» **Work to do**
Can you repeat each of the items below word for word, without changing a single character?

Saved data
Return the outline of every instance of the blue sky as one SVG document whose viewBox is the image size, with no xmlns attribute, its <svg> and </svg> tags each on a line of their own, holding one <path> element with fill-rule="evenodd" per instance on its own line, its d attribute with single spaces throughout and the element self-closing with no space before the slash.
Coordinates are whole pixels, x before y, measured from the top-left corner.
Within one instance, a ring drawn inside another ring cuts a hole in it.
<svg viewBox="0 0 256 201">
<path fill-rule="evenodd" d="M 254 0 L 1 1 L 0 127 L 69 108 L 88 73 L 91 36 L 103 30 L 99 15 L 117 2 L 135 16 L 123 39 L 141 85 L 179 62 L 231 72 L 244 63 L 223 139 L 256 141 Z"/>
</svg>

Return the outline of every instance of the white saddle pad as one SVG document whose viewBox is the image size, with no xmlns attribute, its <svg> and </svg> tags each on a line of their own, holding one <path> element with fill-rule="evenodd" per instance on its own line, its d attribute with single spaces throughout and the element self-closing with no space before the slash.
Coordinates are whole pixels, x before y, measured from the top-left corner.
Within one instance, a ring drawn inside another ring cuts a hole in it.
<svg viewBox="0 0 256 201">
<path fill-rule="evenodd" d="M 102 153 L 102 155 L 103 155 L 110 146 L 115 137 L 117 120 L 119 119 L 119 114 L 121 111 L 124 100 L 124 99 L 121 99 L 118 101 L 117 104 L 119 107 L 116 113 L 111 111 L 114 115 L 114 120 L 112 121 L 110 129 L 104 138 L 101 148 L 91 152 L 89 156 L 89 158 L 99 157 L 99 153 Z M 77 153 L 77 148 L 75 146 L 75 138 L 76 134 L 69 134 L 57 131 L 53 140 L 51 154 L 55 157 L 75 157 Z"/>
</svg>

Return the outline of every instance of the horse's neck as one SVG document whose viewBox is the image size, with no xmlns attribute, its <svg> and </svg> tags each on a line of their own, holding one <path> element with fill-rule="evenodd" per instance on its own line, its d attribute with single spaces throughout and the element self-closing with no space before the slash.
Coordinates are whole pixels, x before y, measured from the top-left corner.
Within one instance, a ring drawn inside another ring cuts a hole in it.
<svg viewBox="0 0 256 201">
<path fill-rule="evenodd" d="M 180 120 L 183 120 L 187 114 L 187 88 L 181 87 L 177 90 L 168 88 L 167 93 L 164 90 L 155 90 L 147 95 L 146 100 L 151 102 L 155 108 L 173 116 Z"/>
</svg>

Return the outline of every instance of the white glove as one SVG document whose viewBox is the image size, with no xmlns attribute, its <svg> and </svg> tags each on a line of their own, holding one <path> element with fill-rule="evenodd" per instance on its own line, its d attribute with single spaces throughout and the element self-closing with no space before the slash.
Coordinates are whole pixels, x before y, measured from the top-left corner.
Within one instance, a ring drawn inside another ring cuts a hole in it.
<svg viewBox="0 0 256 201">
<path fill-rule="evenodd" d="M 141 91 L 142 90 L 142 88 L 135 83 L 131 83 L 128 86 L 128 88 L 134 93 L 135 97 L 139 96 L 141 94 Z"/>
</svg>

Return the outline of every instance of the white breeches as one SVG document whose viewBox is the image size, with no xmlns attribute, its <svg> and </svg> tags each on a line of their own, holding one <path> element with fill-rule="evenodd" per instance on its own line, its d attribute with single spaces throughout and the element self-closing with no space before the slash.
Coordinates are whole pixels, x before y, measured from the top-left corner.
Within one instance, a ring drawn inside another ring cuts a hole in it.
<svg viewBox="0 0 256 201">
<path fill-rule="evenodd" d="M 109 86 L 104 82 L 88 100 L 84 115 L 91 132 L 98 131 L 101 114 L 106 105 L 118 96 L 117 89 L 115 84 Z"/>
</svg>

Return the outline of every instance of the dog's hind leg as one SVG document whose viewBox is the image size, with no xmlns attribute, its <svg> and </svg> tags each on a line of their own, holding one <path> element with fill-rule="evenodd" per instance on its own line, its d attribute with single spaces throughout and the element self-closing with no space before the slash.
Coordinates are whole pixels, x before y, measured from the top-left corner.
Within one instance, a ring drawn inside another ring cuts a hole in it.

» **Output of the exercise**
Return the outline of every instance of the blue sky as one SVG document whose viewBox is the image size, with no xmlns attribute, its <svg> and </svg> tags each on a line of their own, holding one <path> element with fill-rule="evenodd" per instance on its own line, its d attribute with single spaces throughout and the element self-closing with no space before the slash.
Coordinates are whole pixels, x before y, measured from the top-left corner.
Within one instance, a ring drawn inside another ring cuts a hole in it.
<svg viewBox="0 0 256 201">
<path fill-rule="evenodd" d="M 254 0 L 1 1 L 0 127 L 69 108 L 88 73 L 91 36 L 103 30 L 99 15 L 117 2 L 135 16 L 123 39 L 141 85 L 179 62 L 231 72 L 244 63 L 223 139 L 256 141 Z"/>
</svg>

Return the outline of every instance of the white saddle pad as one SVG document whose viewBox is the image size, with no xmlns attribute, its <svg> and </svg> tags each on a line of their own, holding one <path> element with fill-rule="evenodd" per instance on its own line, its d attribute with single spaces throughout and the element self-closing with no space before the slash.
Coordinates are whole pixels, x before y, measured from the top-left corner.
Within one instance, a ring drawn inside another ring cuts a hole in it.
<svg viewBox="0 0 256 201">
<path fill-rule="evenodd" d="M 102 153 L 102 155 L 103 155 L 110 146 L 115 137 L 117 120 L 119 119 L 119 114 L 121 111 L 124 100 L 124 99 L 121 99 L 118 101 L 117 104 L 119 107 L 116 113 L 111 111 L 114 115 L 114 120 L 112 121 L 110 129 L 104 138 L 101 148 L 91 152 L 89 156 L 89 158 L 99 157 L 99 153 Z M 77 153 L 77 148 L 75 146 L 75 138 L 76 134 L 69 134 L 57 131 L 53 140 L 51 154 L 55 157 L 75 157 Z"/>
</svg>

Return the outline of every instance of the horse's neck as one SVG document whose viewBox is the image size, with no xmlns attribute, its <svg> and </svg> tags each on a line of their own, holding one <path> element with fill-rule="evenodd" per instance on its own line, its d attribute with single spaces throughout and the element self-closing with no space before the slash.
Coordinates are whole pixels, x before y, measured from the top-left corner.
Within one instance, a ring drawn inside another ring cuts a hole in it.
<svg viewBox="0 0 256 201">
<path fill-rule="evenodd" d="M 180 120 L 183 120 L 187 114 L 187 88 L 181 87 L 177 90 L 168 88 L 167 93 L 164 90 L 155 90 L 147 95 L 146 100 L 151 102 L 155 108 L 173 116 Z"/>
</svg>

Return the outline of every instance of the white glove as one SVG document whose viewBox is the image size, with no xmlns attribute, its <svg> and </svg> tags each on a line of their own, holding one <path> element with fill-rule="evenodd" per instance on its own line, its d attribute with single spaces throughout and the element self-closing with no space before the slash.
Coordinates are whole pixels, x before y, measured from the top-left corner.
Within one instance, a ring drawn inside another ring cuts a hole in it.
<svg viewBox="0 0 256 201">
<path fill-rule="evenodd" d="M 141 91 L 142 90 L 142 88 L 135 83 L 131 83 L 128 86 L 128 88 L 134 93 L 135 97 L 139 96 L 141 94 Z"/>
</svg>

Return the outline of every instance of the white breeches as one SVG document whose viewBox is the image size, with no xmlns attribute, its <svg> and </svg> tags each on a line of their own, holding one <path> element with fill-rule="evenodd" per instance on its own line, its d attribute with single spaces throughout and the element self-closing with no space before the slash.
Coordinates are whole pixels, x before y, measured from the top-left corner.
Within one instance, a ring drawn inside another ring cuts a hole in it.
<svg viewBox="0 0 256 201">
<path fill-rule="evenodd" d="M 109 86 L 104 82 L 88 100 L 84 115 L 91 132 L 98 131 L 101 114 L 106 105 L 118 96 L 117 89 L 115 84 Z"/>
</svg>

Return the outline of every instance of the dog's hind leg as one SVG document whose viewBox is the image size, with no xmlns attribute, its <svg> and </svg> tags each on a line of their own, holding one <path> element with fill-rule="evenodd" per instance on its own line, its d attribute with single spaces throughout and the element self-closing with no space before the slash.
Coordinates are whole pixels, x before y, measured from the top-left corner.
Within one instance, a ring drawn inside another ring cuts a hole in it.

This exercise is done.